● What the exercise asks:
Take the records below and copy them exactly.

____

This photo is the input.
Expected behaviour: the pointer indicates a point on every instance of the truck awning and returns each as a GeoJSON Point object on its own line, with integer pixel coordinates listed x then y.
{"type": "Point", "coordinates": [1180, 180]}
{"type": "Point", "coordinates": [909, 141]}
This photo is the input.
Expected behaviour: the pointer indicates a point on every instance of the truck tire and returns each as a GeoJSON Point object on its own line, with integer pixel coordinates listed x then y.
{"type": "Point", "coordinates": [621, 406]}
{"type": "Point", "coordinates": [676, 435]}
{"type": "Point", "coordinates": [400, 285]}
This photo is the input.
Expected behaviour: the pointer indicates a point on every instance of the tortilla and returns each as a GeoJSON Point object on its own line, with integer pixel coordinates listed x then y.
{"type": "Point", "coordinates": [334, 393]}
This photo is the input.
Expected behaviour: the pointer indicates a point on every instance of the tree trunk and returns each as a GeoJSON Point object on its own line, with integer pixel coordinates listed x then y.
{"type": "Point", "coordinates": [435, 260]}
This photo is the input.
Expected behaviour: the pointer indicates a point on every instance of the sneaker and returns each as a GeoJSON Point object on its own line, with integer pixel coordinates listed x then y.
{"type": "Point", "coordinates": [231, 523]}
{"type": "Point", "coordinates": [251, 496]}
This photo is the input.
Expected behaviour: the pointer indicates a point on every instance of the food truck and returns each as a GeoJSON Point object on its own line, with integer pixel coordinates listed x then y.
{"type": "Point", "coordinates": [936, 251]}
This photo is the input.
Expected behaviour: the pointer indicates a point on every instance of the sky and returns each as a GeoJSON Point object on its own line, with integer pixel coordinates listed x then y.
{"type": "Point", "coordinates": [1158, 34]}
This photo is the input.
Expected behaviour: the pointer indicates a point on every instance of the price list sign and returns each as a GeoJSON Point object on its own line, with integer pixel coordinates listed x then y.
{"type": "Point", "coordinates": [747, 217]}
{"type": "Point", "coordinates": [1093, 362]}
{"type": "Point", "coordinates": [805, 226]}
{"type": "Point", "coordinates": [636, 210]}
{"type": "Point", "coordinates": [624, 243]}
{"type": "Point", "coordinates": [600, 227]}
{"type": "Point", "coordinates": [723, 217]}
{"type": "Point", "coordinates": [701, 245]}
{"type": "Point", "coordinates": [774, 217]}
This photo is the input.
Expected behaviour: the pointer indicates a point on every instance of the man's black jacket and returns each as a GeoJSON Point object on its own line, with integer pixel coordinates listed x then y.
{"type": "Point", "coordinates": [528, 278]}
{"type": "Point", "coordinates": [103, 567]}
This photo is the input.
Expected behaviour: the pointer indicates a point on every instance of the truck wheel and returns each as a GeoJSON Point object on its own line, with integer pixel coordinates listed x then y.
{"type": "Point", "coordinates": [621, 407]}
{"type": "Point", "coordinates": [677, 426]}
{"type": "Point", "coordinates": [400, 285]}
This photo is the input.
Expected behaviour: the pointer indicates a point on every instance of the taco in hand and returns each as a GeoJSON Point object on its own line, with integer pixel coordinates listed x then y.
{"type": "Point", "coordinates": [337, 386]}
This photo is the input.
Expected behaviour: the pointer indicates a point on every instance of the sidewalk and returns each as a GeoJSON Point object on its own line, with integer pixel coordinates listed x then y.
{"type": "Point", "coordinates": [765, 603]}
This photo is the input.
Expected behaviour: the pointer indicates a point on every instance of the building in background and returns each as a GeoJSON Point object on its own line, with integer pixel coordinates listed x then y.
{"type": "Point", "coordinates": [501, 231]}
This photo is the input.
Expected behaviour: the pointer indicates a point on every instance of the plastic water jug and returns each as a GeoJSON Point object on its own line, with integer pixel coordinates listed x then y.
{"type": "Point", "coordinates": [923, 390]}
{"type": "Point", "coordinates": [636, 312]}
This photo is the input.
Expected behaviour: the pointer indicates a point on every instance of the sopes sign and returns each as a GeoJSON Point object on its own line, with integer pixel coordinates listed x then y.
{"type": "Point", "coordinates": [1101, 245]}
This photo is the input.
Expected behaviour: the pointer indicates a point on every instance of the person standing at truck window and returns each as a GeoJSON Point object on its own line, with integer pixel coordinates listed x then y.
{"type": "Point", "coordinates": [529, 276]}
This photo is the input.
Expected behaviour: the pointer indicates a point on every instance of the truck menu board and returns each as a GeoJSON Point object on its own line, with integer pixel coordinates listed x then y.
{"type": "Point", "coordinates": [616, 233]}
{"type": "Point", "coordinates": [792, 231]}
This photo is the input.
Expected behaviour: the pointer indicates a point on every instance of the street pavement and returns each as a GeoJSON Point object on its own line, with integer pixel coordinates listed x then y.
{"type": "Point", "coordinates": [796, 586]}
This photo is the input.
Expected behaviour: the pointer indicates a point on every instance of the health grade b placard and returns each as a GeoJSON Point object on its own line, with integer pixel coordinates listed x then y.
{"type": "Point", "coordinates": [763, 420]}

____

● Your solution:
This photo is the input.
Expected behaviour: the pointer indicates a point on every instance of the truck awning and returns each as a GeoJSON Point object on its own line, with integer pixel coordinates listed x then y.
{"type": "Point", "coordinates": [1180, 180]}
{"type": "Point", "coordinates": [909, 141]}
This photo is the input.
Expected behaviour: the pointer indicates a point on every instance of the truck tire and returns each as a GeoJSON Point object on its own line, with integer pixel coordinates listed x then y.
{"type": "Point", "coordinates": [621, 406]}
{"type": "Point", "coordinates": [676, 435]}
{"type": "Point", "coordinates": [400, 285]}
This photo is the input.
Expected behaviour: the pointer indicates a point on every instance of the tortilla and returns each as a GeoJSON Point object on its own line, with integer pixel coordinates listed x then y.
{"type": "Point", "coordinates": [334, 393]}
This photo is the input.
Expected behaviour: the pointer indicates a point on every instance of the tree trunk and returns each as a GeoJSON Point object on its own line, with integer pixel coordinates listed x then y.
{"type": "Point", "coordinates": [435, 260]}
This photo is the input.
Expected behaviour: the pointer indicates a point on every instance of the sneaker and returns each as a GeoJSON Point object on its own line, with integer pixel coordinates listed x then y.
{"type": "Point", "coordinates": [231, 523]}
{"type": "Point", "coordinates": [251, 496]}
This photo is the input.
Expected behaviour: the pointer indicates a point on every instance of the food truck and returns each as a GeoJSON Point object on its own line, with integer pixel coordinates listed x then y.
{"type": "Point", "coordinates": [936, 251]}
This photo is the input.
Expected behaviour: the pointer indicates a point on every instance of the sky and returns each as a GeoJSON Point object on its own line, with integer pixel coordinates listed x then y.
{"type": "Point", "coordinates": [1158, 34]}
This photo is the input.
Expected behaviour: the pointer indicates a point on every instance of the price list sign and returns each as a GeoJSON Point object on its own line, with integer pixel coordinates listed x then y.
{"type": "Point", "coordinates": [747, 217]}
{"type": "Point", "coordinates": [1093, 362]}
{"type": "Point", "coordinates": [805, 226]}
{"type": "Point", "coordinates": [636, 210]}
{"type": "Point", "coordinates": [624, 243]}
{"type": "Point", "coordinates": [600, 227]}
{"type": "Point", "coordinates": [723, 217]}
{"type": "Point", "coordinates": [701, 245]}
{"type": "Point", "coordinates": [774, 217]}
This photo is the input.
Expected behaviour: the pointer indicates a point on every instance of the man's black jacket and returns each as a GeoJSON Point object on its own line, with integer pixel coordinates listed x then y.
{"type": "Point", "coordinates": [528, 278]}
{"type": "Point", "coordinates": [103, 567]}
This photo is the input.
Expected behaviour: the pointer indicates a point on every instance of the truck wheel and returns each as a GeoJSON Point object on its own line, with integer pixel coordinates listed x then y.
{"type": "Point", "coordinates": [621, 407]}
{"type": "Point", "coordinates": [677, 426]}
{"type": "Point", "coordinates": [400, 285]}
This photo is the input.
Expected behaviour: the pointer indicates a point on every instance of the taco in hand and returns each as a GeoJSON Point object on its own line, with integer pixel coordinates listed x then y.
{"type": "Point", "coordinates": [337, 386]}
This photo is the input.
Expected behaviour: the pointer indicates a point on every instance of the sidewalk and returns each as a GeoJSON Point object on its own line, with integer pixel coordinates listed x then y.
{"type": "Point", "coordinates": [765, 603]}
This photo is the input.
Expected behaviour: the pointer indicates a point on every instance of the building in background and returns each as a GeoJSON Point object on its own line, with integer pixel coordinates listed x then y.
{"type": "Point", "coordinates": [501, 231]}
This photo is the input.
Expected behaviour: the pointer indicates a point on every instance of the plastic water jug and returns each as a GeoJSON Point object on its own line, with integer pixel coordinates listed x then y.
{"type": "Point", "coordinates": [923, 390]}
{"type": "Point", "coordinates": [636, 312]}
This photo is the input.
Expected behaviour: the pointer indicates a point on every instance of the sopes sign and returns each as a GeoJSON Point object on its own line, with integer pixel coordinates listed x then y.
{"type": "Point", "coordinates": [1101, 245]}
This photo is the input.
Expected behaviour: the pointer indicates a point on every instance of the person standing at truck window and returns each as a GeoJSON Point object on its own line, with integer pixel coordinates listed x then y.
{"type": "Point", "coordinates": [529, 276]}
This photo is the input.
Expected behaviour: the pointer indicates a point on every instance of the truck menu board and returns each as a GeoJSON Point object on its own line, with integer pixel coordinates listed x then y.
{"type": "Point", "coordinates": [616, 233]}
{"type": "Point", "coordinates": [792, 231]}
This photo is the input.
Expected behaviour: the pointer indicates a point on every instance of the street pavement and returns each as a GeoJSON Point object on its own line, with integer pixel coordinates listed x then y.
{"type": "Point", "coordinates": [796, 586]}
This photo is the input.
Expected behaviour: the pointer indicates a point on every instance of the health grade b placard and returns each as a GeoJSON Point object on its own line, with integer pixel coordinates listed x then y.
{"type": "Point", "coordinates": [763, 420]}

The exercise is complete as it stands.